▶ **Problem description**
All of the records below should be retyped exactly, with no pictures included.

Stored data
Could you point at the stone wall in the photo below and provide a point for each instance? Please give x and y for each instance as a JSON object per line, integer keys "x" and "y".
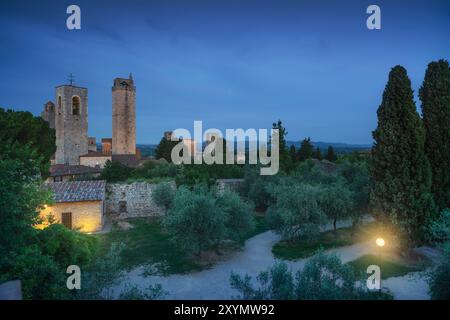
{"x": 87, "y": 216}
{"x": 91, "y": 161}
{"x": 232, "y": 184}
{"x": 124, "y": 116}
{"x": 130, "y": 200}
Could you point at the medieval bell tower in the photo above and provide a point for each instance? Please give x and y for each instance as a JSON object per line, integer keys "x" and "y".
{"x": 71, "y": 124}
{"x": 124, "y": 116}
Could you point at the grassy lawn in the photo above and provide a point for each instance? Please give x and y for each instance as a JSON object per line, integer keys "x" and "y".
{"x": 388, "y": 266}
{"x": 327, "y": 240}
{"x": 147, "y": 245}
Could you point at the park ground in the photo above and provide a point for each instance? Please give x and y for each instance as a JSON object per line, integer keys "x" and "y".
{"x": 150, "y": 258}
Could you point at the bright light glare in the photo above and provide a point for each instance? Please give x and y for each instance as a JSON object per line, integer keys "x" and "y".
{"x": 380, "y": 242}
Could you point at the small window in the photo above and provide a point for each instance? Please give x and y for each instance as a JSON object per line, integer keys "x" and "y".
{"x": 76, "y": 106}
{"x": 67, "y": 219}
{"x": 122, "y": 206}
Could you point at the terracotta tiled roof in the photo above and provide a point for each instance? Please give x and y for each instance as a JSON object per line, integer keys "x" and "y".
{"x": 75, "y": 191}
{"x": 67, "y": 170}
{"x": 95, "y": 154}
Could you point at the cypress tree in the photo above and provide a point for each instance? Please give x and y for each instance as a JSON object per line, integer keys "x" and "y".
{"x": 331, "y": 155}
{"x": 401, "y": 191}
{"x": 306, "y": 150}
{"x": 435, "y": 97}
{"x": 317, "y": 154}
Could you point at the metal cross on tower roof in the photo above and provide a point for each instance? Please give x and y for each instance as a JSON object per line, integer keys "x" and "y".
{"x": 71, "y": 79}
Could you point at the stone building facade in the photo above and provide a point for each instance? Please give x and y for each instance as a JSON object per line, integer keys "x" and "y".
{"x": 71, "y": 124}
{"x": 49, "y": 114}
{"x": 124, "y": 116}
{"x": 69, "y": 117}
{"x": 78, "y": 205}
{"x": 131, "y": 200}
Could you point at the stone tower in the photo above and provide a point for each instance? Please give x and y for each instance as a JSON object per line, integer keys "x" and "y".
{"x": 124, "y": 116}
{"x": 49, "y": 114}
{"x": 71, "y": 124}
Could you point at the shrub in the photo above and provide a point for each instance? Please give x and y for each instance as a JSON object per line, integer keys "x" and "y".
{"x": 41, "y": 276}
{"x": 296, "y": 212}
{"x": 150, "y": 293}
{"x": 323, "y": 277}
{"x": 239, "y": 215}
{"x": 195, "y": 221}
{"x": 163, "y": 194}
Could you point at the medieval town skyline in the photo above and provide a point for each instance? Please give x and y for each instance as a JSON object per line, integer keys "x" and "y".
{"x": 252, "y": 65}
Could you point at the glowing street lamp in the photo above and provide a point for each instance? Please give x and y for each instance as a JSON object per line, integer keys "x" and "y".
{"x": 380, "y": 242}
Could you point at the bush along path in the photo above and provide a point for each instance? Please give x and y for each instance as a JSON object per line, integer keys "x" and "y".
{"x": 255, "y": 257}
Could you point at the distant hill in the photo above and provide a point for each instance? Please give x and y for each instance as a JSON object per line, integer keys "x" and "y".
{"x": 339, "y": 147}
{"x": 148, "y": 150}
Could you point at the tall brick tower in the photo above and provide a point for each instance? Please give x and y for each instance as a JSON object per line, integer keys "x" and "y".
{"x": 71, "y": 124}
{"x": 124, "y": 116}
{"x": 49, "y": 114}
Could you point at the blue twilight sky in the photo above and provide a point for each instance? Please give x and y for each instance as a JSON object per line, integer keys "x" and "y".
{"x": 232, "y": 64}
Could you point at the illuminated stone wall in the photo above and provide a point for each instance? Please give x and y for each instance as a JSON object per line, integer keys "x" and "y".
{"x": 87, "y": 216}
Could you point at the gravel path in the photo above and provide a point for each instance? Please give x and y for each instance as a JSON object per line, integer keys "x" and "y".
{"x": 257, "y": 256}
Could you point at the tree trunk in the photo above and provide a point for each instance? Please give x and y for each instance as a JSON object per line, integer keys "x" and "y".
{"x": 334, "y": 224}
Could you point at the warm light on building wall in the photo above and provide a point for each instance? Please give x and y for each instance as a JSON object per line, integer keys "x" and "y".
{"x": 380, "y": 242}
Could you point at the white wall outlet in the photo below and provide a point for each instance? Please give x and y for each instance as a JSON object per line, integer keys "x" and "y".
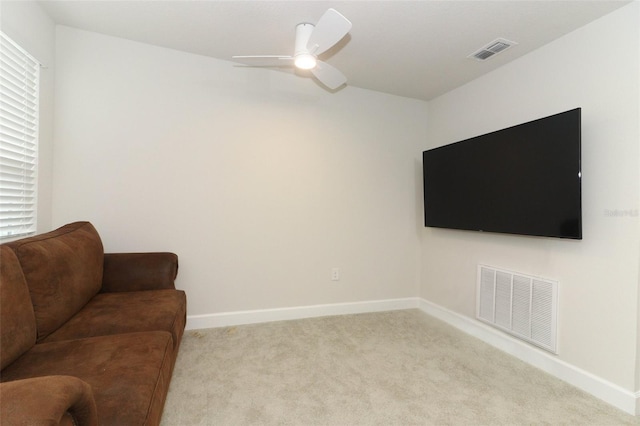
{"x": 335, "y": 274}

▶ **Completed task**
Could you point at the stone wall in the photo below and provide a point for each instance? Please give x and y for each instance as a JSON object per line, integer keys "x" and "y".
{"x": 87, "y": 216}
{"x": 91, "y": 161}
{"x": 232, "y": 184}
{"x": 124, "y": 116}
{"x": 130, "y": 200}
Could you point at the medieval bell tower in the photo above and provide a point for each instance? Please give x and y for each instance as a JSON object per line, integer keys "x" and "y".
{"x": 71, "y": 124}
{"x": 124, "y": 116}
Could you point at the grassy lawn in the photo above and provide a point for each instance? Please give x and y for each instance as a JSON object per line, integer keys "x" and "y".
{"x": 388, "y": 266}
{"x": 327, "y": 240}
{"x": 147, "y": 245}
Could you point at the park ground in the photo above and provide a point for each instance? Please give x and y for each instance as a JSON object per line, integer keys "x" and "y".
{"x": 150, "y": 258}
Could you point at the bright light glare in the photo above and provide a point for each instance? Please give x and y for each instance as a JSON object per line, integer keys "x" and "y".
{"x": 380, "y": 242}
Could you point at the small window in the photo above and provide a point for each instance? Please give x and y for each instance as a JSON object per line, integer keys "x" and "y".
{"x": 76, "y": 106}
{"x": 67, "y": 219}
{"x": 122, "y": 206}
Could you point at the terracotta tiled roof in the photo above and provide a point for each instance? Please give x and y for each instance as a JSON object per line, integer keys "x" and "y".
{"x": 75, "y": 191}
{"x": 67, "y": 170}
{"x": 95, "y": 154}
Could you point at the cypress tree in the photo above and provide a point for each instance? Please give x and y for each instance as a JSON object per line, integer keys "x" and "y".
{"x": 331, "y": 155}
{"x": 401, "y": 191}
{"x": 306, "y": 150}
{"x": 435, "y": 97}
{"x": 317, "y": 154}
Could you point at the metal cross on tower roof in the photo above and provide a point for each instance? Please give x and y for each instance as a JSON object per line, integer keys "x" and "y".
{"x": 71, "y": 79}
Could you point at the stone building facade in the photo above and provide a point for each instance? Please give x and y for each instance as a JSON object per line, integer keys "x" and "y".
{"x": 71, "y": 124}
{"x": 49, "y": 114}
{"x": 124, "y": 116}
{"x": 69, "y": 117}
{"x": 78, "y": 205}
{"x": 131, "y": 200}
Could you point at the stone tower in the photo above and provide a point for each instance? Please give x and y for each instance as a JSON object per line, integer keys "x" and "y".
{"x": 124, "y": 116}
{"x": 49, "y": 114}
{"x": 71, "y": 124}
Could you point at the shrub in the photo above and provide a point for each instance? Please give x and y for each instance as a JSON object per line, integer keys "x" and "y".
{"x": 41, "y": 276}
{"x": 296, "y": 212}
{"x": 150, "y": 293}
{"x": 323, "y": 277}
{"x": 239, "y": 215}
{"x": 195, "y": 221}
{"x": 163, "y": 194}
Could you point at the medieval town skyline in the photo above and provide a point for each instance? Please give x and y for each instance as a JSON object per line, integer keys "x" and "y".
{"x": 252, "y": 65}
Could you point at the glowing street lamp in the photo above and provide a point for each instance? Please give x and y for each instance as a JSON object per line, integer keys "x" and "y".
{"x": 380, "y": 242}
Could you point at the bush along path in the photo above and provide a point for each instance? Please give x and y for each instance as a JSON object per line, integer keys "x" and "y".
{"x": 255, "y": 257}
Could you point at the distant hill in the photo above and provide a point for each instance? Please give x and y for each instance as a JSON object per line, integer keys "x" and "y".
{"x": 339, "y": 147}
{"x": 148, "y": 150}
Could you point at the tall brick tower in the photo above and provide a point for each instance? Please give x and y for each instance as a JSON object per line, integer keys "x" and "y".
{"x": 71, "y": 124}
{"x": 124, "y": 116}
{"x": 49, "y": 114}
Could you point at the blue twilight sky in the photo above and provide a point for each instance? Please give x and y for each instance as a JSON object per line, integer keys "x" and "y".
{"x": 232, "y": 64}
Could you point at the illuminated stone wall in the photo above and provide a point for each instance? Please give x and y for each instance as a JSON object per line, integer keys "x" and "y".
{"x": 87, "y": 216}
Could you point at the gravel path in the photo above and provide a point for each instance? Please give x and y for each instance as a JSON object per line, integer keys "x" and "y".
{"x": 257, "y": 256}
Could you point at the tree trunk in the photo above and provide a point for each instance? Please give x and y for each instance as a JSON object per line, integer keys "x" and "y".
{"x": 334, "y": 224}
Could you point at the warm light on building wall in the photo above and provide a point for each instance? Please give x and y for each instance as a JSON object per line, integer keys "x" and "y".
{"x": 380, "y": 242}
Could you point at the white wall outlet in the photo below and provide a point for each instance? Please give x and y for each instance as a JSON object per line, integer keys "x" and "y".
{"x": 335, "y": 274}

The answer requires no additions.